-------- EXTRACTED INFORMATION --------

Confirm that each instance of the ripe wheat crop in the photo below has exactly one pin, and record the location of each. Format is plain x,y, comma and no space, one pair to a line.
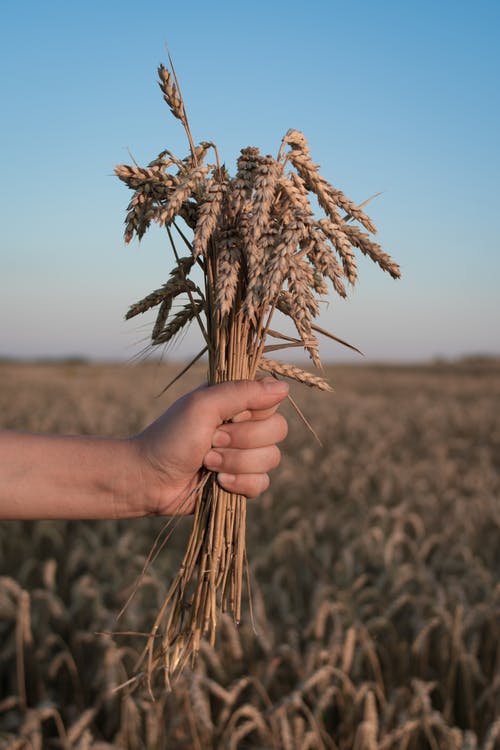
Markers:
374,562
262,253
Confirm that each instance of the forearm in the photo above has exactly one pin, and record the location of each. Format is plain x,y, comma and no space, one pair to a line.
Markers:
49,477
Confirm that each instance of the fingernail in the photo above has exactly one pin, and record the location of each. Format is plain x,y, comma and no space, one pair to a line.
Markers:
276,386
221,439
213,459
243,416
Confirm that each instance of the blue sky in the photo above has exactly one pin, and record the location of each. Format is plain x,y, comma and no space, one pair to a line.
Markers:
395,97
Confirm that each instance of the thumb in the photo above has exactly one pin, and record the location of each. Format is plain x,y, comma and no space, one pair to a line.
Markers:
226,400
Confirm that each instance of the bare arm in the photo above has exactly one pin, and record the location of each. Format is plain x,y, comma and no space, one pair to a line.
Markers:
45,476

--------

EXERCISE REQUIREMENTS: Write out every line of the records again, leaving the wording unchanged except for the marker coordinates. Multiply each coordinate by 1.35 and round it to a whole number, with halves rounding up, and omit the picture from your answer.

TASK OUTPUT:
Confirm that each instance of the ripe wheat crop in the photo below has exactly one pin, and record the location of each. Format is plain x,y, comma and no space, one pair to a line.
Markers:
505,759
354,342
Confirm that each instance of the forearm in the photo above has exactly one pin, and record the location of each. Format is plain x,y, comma and no space, one pair to a line.
Markers:
66,644
Confirm that each instance of the fingernail in the photo above has exactly one pin, and record the location of each. Format is plain x,y, comma and no space, one pair to a line.
Markers:
373,521
298,593
288,620
328,562
Confirm that each instance of the blue sky in the photo above has exactly one pin, and record the location of each. Format is plain x,y, comma and no space, one pair to a line.
Markers:
533,131
Confirm that each instance of the thumb in the photo above has exactly one pin, and record the location of each. Format is plain x,y, comma and no space, one pair to a line.
Markers:
305,540
Confirm that each instance of the bare arm in the photo above has exactly one pin, and record the location of each. Format is plain x,y, comma and no space, one pair to a line.
Markers:
61,643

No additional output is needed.